- **Article**:
──────────────────────────────

Agreed, but most people don't use quote marks when they mean "nice guys".
Quote:
honestly i think both labels are erroneous because nobody can live up to a label slapped on like that.
How so? Some people are definitely nicer than others, although I agree that everyone can do bad things.
CrinklyCrustacean wrote:
hyperlexian wrote:
i think it's the quote marks that are supposed to denote the difference between nice guys and "nice guys".
Agreed, but most people don't use quote marks when they mean "nice guys".
Quote:
honestly i think both labels are erroneous because nobody can live up to a label slapped on like that.
How so? Some people are definitely nicer than others, although I agree that everyone can do bad things.
i think people are just sorta.... people. nobody is really all good or all bad, we're a mixture. so labelling someone as a nice guy is setting them up for a persona they won't be able to live up to.
it seems to me that there isn't a scale of niceness where you can put the nice guys on one side and the jerks on the other.... individuals are all over the place in terms of niceness depending on the present company, the situation, etc.
i agree that overall some people are nicer in lots of situations, but there isn't a sharp dividing line. and the niceness doesn't equal compatibility for romance. i think being a good and decent person whenever possible is a good aim, but it often doesn't translate into romantic connections (neither does assholery for that matter).

──────────────────────────────

- **Data block**:
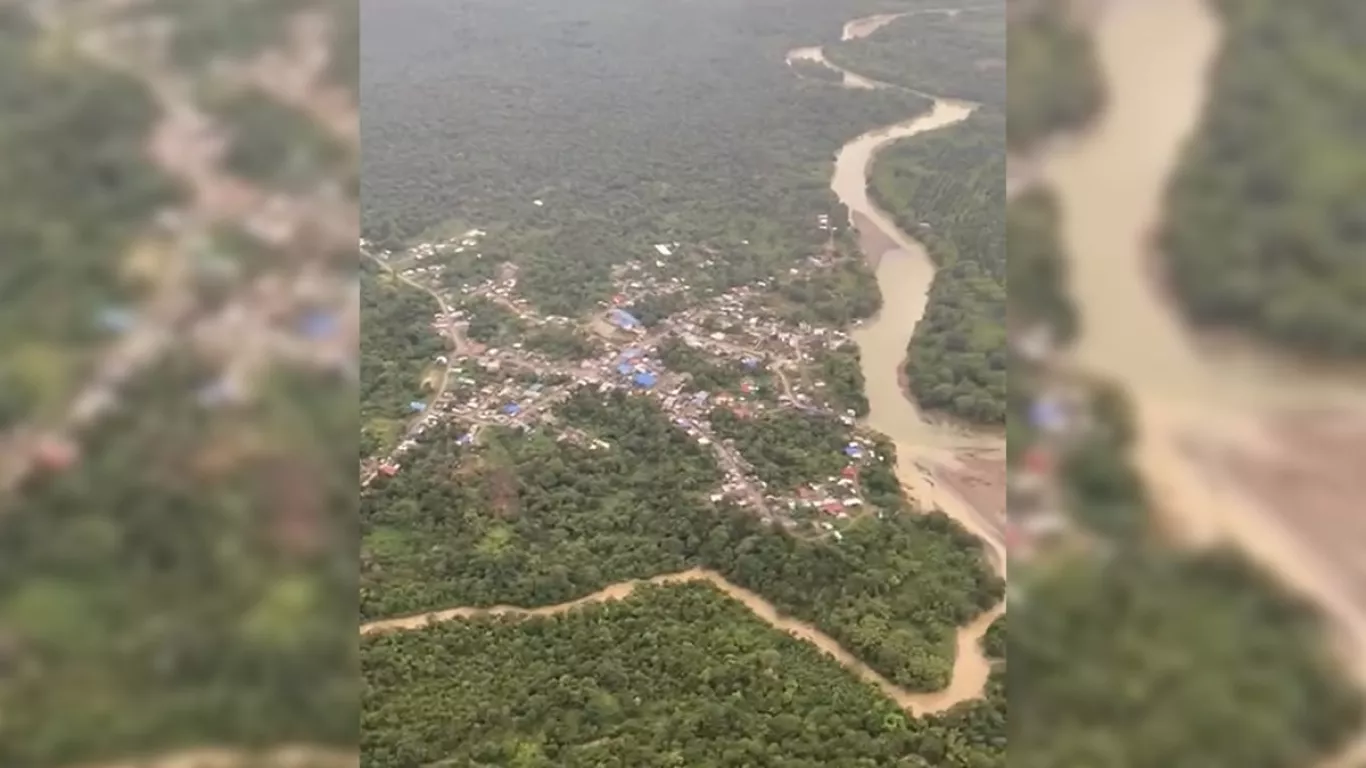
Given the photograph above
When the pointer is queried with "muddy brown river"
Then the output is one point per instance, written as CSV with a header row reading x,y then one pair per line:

──────────────────────────────

- **The problem**: Give the forum discussion above about calling people "nice guys" again in full, word for word and unchanged.

- **Task result**:
Agreed, but most people don't use quote marks when they mean "nice guys".
Quote:
honestly i think both labels are erroneous because nobody can live up to a label slapped on like that.
How so? Some people are definitely nicer than others, although I agree that everyone can do bad things.
CrinklyCrustacean wrote:
hyperlexian wrote:
i think it's the quote marks that are supposed to denote the difference between nice guys and "nice guys".
Agreed, but most people don't use quote marks when they mean "nice guys".
Quote:
honestly i think both labels are erroneous because nobody can live up to a label slapped on like that.
How so? Some people are definitely nicer than others, although I agree that everyone can do bad things.
i think people are just sorta.... people. nobody is really all good or all bad, we're a mixture. so labelling someone as a nice guy is setting them up for a persona they won't be able to live up to.
it seems to me that there isn't a scale of niceness where you can put the nice guys on one side and the jerks on the other.... individuals are all over the place in terms of niceness depending on the present company, the situation, etc.
i agree that overall some people are nicer in lots of situations, but there isn't a sharp dividing line. and the niceness doesn't equal compatibility for romance. i think being a good and decent person whenever possible is a good aim, but it often doesn't translate into romantic connections (neither does assholery for that matter).